- [Point-per-instance localization data]:
____________________
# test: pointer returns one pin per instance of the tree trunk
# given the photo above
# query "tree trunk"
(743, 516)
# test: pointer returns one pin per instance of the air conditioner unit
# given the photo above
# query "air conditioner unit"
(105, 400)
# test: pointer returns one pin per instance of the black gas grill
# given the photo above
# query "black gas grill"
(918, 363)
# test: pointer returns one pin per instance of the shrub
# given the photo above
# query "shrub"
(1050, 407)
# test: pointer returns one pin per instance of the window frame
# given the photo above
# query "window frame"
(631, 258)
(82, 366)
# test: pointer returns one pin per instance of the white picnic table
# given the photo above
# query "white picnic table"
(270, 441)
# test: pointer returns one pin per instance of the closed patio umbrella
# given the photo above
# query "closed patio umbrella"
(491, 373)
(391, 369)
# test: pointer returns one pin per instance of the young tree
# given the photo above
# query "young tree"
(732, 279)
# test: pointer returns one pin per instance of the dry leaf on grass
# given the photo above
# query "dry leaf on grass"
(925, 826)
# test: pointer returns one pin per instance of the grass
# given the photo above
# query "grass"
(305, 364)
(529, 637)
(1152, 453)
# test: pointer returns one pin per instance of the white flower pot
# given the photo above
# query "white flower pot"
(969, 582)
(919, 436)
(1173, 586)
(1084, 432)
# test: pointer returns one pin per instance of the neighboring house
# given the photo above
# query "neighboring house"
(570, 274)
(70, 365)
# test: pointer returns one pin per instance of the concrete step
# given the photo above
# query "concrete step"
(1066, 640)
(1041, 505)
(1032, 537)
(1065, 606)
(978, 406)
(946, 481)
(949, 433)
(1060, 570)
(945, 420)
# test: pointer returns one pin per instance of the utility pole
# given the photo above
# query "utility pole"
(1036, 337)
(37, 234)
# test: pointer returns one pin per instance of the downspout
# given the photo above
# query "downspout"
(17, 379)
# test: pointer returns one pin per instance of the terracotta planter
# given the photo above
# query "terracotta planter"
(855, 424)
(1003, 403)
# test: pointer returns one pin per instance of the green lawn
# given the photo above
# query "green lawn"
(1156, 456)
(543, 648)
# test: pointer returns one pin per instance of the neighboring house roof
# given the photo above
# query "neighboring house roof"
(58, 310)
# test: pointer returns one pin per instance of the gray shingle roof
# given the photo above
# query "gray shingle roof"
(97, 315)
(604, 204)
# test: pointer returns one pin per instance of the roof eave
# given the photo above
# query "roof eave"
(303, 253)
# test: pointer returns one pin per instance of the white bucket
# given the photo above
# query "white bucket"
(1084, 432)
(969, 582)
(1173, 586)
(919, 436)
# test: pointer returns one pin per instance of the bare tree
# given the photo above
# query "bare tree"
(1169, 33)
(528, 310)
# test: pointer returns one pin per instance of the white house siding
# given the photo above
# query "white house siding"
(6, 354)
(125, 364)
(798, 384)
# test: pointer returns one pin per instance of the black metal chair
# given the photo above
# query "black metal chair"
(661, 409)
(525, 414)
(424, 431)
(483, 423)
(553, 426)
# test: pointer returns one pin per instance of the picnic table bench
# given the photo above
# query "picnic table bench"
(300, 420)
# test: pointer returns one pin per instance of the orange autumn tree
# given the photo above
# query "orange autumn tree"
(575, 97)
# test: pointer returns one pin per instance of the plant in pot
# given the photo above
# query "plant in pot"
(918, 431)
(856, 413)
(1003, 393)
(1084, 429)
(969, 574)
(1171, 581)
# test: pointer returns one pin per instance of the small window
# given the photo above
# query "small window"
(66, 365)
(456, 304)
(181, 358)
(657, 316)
____________________
- [WORK TASK]: Copy the records. Each line should match exactly.

- [SOLUTION TO THIS TASK]:
# test: pointer returns one pin per instance of the tree trunk
# given the photo above
# query "tree trunk"
(743, 516)
# test: pointer returns one pin per instance of the air conditioner unit
# given the photo above
# query "air conditioner unit"
(105, 400)
# test: pointer returns one pin per instance of the black gas grill
# given the photo above
# query "black gas grill"
(918, 363)
# test: pointer returns one pin per instance of the shrub
# given the photo above
# query "shrub"
(1050, 407)
# test: pointer returns one pin per instance of the window frame
# given the photo above
# query "window frame"
(631, 258)
(82, 366)
# test: pointer returns one pin per instance of the white picnic table
# given the photo above
# query "white picnic table"
(270, 441)
# test: pointer returns one pin per instance of the closed patio umbrella
# given the photo above
# query "closed patio umbrella"
(491, 373)
(391, 369)
# test: pointer returns one pin per instance of the young tree
# given the photo above
# query "young tree"
(732, 279)
# test: pointer returns one pin per instance of the dry leaf on grass
# given the photo above
# query "dry leaf on grass"
(925, 826)
# test: pointer returns one pin per instance of the grass
# given the photo above
# query "grass"
(305, 364)
(529, 637)
(1152, 453)
# test: pointer returns one pin per instance of the white flower pot
# given the photo above
# query "white flower pot"
(969, 582)
(919, 436)
(1173, 586)
(1084, 432)
# test: pointer returns one pin per instance of the neighboring house
# given the photo above
# query "neighboring house"
(570, 274)
(70, 365)
# test: pointer returns one pin per instance of the concrete step
# given the photo above
# query "concrete step"
(1066, 640)
(1041, 505)
(1032, 537)
(1065, 606)
(978, 406)
(946, 481)
(949, 433)
(1060, 570)
(945, 420)
# test: pointer returns one pin per instance of the utility pole
# given the photo above
# query "utility pole"
(1036, 337)
(37, 234)
# test: pointer returns one pin per instance of the downspout
# given the photo above
# query "downspout"
(17, 379)
# test: pointer returns one pin per instance of the terracotta planter
# given the photo above
# query "terracotta planter"
(855, 424)
(1003, 403)
# test: pointer returns one pin per instance of the green lawn
# given the photo above
# query "green lawn"
(1156, 456)
(543, 648)
# test: pointer returns one pin per instance of the neighboring house roof
# given the photo above
# query "neighboring house roof"
(58, 310)
# test: pointer returns one pin per instance of the gray shingle roof
# given the photo above
# query "gray shingle roof"
(97, 315)
(604, 204)
# test: pointer returns one pin per instance of the roof eave
# given the photo above
# query "roof eave"
(303, 253)
# test: pointer returns one pin per instance of the white bucket
# given the photo above
# query "white bucket"
(1084, 432)
(969, 582)
(1173, 586)
(919, 436)
# test: pointer returns one pin per instance of the bare tree
# given the photo above
# query "bare tree"
(1169, 33)
(528, 310)
# test: pointer returns one pin per instance of the white house siding
# given the photo above
# query "white house siding"
(6, 354)
(125, 364)
(798, 384)
# test: pointer returns one pin per instance of the black metal chair
# given the photo above
# query "black metal chair"
(661, 409)
(525, 414)
(424, 431)
(483, 423)
(553, 426)
# test: pointer returns one pin per instance of the picnic table bench
# given the photo above
# query "picnic table bench"
(300, 420)
# test: pointer returns one pin per instance of the orange autumn tree
# given the photo above
# query "orange autumn tree"
(575, 97)
# test: pointer returns one pin per instance of the plant in pot
# given the photo above
# query "plant in pot"
(918, 431)
(856, 413)
(1003, 393)
(1084, 429)
(969, 574)
(1171, 581)
# test: pointer returns one pin per instance of the small window
# given the photo above
# query "small window"
(66, 365)
(456, 304)
(181, 358)
(657, 316)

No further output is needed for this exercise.